_The problem_
Present every line of the items below as a numbered list, skipping any blank lines.
::: Material shown
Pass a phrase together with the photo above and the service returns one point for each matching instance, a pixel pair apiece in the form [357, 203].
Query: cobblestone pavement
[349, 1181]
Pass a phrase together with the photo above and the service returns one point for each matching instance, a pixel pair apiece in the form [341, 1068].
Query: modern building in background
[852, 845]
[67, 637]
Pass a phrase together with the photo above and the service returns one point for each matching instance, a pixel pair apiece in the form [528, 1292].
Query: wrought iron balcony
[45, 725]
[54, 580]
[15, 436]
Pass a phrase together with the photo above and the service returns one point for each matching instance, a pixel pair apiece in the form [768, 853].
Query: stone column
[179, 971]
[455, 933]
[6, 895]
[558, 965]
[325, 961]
::::::
_Answer_
1. Pass a phrase together with the photo above and the service returns one point for each matching instance, a pixel pair apiece in the form [357, 203].
2. Query: cobblestone pavement
3. [349, 1181]
4. Pass a phrase together with the photo above and the service returns one point for each matching instance, a pixel pair apiece in the form [341, 1068].
5. Query: modern building in background
6. [852, 845]
7. [67, 637]
8. Pass a phrase together with the photo above and the service returns one point for each matching instance, a pixel pair apiece in the form [528, 1292].
9. Query: wrought iron balcony
10. [45, 725]
11. [54, 580]
12. [15, 436]
13. Pass a phrase together with the photo above and the service returns one point for each matching instance, a pixel pair apiece in the form [768, 853].
14. Query: stone column
15. [179, 971]
16. [455, 933]
17. [6, 895]
18. [558, 965]
19. [325, 961]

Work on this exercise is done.